● **Requirement**
Repeat, line for line, the entries printed below.

● **Supplied data**
*** Block opens ***

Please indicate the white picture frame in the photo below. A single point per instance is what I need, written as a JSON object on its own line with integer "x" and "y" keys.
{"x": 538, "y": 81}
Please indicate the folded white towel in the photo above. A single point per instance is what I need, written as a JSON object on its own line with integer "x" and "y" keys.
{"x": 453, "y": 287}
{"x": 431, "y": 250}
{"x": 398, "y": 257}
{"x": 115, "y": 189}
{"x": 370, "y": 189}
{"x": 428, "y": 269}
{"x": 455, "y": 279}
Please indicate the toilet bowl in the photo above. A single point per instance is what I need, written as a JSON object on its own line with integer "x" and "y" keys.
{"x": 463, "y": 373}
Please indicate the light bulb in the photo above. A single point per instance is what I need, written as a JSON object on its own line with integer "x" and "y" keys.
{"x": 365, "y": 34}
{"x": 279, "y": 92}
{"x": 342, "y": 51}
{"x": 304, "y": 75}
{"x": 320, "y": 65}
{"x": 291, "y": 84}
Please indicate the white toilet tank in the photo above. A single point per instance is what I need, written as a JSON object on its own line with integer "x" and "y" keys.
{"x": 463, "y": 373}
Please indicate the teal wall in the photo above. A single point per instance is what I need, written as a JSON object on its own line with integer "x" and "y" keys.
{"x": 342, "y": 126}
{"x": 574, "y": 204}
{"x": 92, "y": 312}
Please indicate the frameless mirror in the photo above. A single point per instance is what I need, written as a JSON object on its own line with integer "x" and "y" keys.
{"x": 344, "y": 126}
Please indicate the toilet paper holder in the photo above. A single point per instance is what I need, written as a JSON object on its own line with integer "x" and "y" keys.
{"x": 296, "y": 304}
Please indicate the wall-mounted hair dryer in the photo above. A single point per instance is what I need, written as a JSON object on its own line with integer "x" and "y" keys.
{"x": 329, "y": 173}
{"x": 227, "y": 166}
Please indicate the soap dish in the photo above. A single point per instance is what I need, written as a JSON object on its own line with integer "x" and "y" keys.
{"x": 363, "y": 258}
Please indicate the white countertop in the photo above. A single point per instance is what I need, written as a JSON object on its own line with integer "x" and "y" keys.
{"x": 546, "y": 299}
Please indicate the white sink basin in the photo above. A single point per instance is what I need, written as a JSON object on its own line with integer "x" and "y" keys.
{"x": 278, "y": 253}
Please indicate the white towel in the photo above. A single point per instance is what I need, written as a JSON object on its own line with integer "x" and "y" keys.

*** Block closes ***

● **Result of the task**
Please indicate the white picture frame in the photo below. A single point per instance is what I need, written as a JSON object on its own line with integer "x" and "y" keys.
{"x": 538, "y": 81}
Please indicate the folded white towel in the photo above. A single point per instance is what I need, written as a JSON object on its own line with integer "x" and "y" keys.
{"x": 453, "y": 287}
{"x": 431, "y": 250}
{"x": 398, "y": 257}
{"x": 115, "y": 189}
{"x": 370, "y": 189}
{"x": 428, "y": 269}
{"x": 455, "y": 279}
Please indicate the toilet bowl in the photo above. A single point per instance is what I need, written as a JSON object on its own line with integer "x" and "y" keys.
{"x": 463, "y": 373}
Please indicate the light bulb in the photo above. A single point per instance is what I need, written as a JSON object on its own line with integer "x" and "y" keys.
{"x": 365, "y": 34}
{"x": 279, "y": 92}
{"x": 342, "y": 51}
{"x": 304, "y": 75}
{"x": 320, "y": 65}
{"x": 291, "y": 84}
Please indicate the white toilet tank in the photo above. A single point per instance is what I need, written as a JSON object on its own line with integer "x" and "y" keys.
{"x": 463, "y": 373}
Please indicate the teal wall in the photo above. A single point per instance is what I need, written as a JSON object on its own line with integer "x" and "y" keys.
{"x": 342, "y": 126}
{"x": 574, "y": 204}
{"x": 92, "y": 312}
Please indicate the frameless mirror in the photo above. A single point per instance is what I need, written as a JSON object on its own line with integer "x" and "y" keys.
{"x": 344, "y": 126}
Please indicate the toilet paper holder in the photo above. A single point per instance is what I need, written as a JSON object on its own line with integer "x" and "y" keys.
{"x": 296, "y": 304}
Please indicate the wall-mounted hair dryer in the photo above. A single point per instance is what I need, written as a JSON object on its own line with integer "x" and "y" keys.
{"x": 329, "y": 173}
{"x": 227, "y": 166}
Please indicate the soap dish in the photo above. A single point per instance is what I need, written as a JSON object on its own line with integer "x" and "y" keys.
{"x": 363, "y": 258}
Please indicate the white countertop in the photo above. A single point per instance is what I need, written as a JSON object on its own line with integer "x" and "y" keys.
{"x": 546, "y": 299}
Please indicate the white sink basin in the photo above. A single point per instance is what I need, written as a JSON object on its own line with integer "x" and "y" keys.
{"x": 278, "y": 253}
Please indicate the white towel in the photo above. A single point per instance is what I need, written as a JSON object on its own line with integer "x" and "y" keys.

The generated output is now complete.